>>>

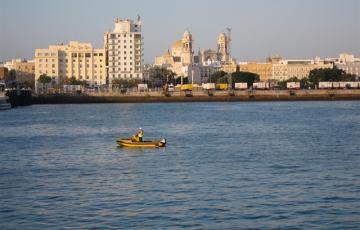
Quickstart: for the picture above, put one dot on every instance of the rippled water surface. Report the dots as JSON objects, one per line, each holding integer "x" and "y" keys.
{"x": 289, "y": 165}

<<<
>>>

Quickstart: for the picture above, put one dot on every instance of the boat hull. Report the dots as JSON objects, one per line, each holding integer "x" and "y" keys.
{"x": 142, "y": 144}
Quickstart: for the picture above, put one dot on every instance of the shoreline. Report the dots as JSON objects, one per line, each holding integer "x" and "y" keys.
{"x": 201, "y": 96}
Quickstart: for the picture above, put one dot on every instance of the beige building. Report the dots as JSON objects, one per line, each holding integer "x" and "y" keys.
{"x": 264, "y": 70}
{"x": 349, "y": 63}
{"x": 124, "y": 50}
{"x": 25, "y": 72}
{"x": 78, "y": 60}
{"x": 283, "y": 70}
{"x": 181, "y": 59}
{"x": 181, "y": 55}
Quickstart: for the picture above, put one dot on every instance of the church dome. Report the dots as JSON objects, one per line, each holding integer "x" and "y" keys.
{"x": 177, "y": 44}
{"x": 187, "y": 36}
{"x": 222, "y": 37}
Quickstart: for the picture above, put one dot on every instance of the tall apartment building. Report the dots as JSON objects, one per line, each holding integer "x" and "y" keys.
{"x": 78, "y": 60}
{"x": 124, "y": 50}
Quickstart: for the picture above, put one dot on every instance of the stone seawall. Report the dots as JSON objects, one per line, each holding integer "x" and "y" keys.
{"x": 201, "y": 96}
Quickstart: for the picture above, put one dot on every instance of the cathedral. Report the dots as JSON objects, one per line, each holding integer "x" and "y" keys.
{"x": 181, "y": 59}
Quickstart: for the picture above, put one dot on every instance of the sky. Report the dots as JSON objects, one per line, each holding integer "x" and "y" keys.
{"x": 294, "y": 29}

<<<

## Task objective
Gather every line of the items above that contains the word "building". Uppercase and lowercase letters count as different.

## The answer
Quickstart: for the picture above, put one dot on every instance of the beige building. Report the dots as JSON objects, one per line, each holding integer "x" and "y" keys.
Quickstart: for the picture above, put one dot on every instance of the tall apartment building. Report the dots as JSON objects, one per line, each holding integer "x" and "y" keys.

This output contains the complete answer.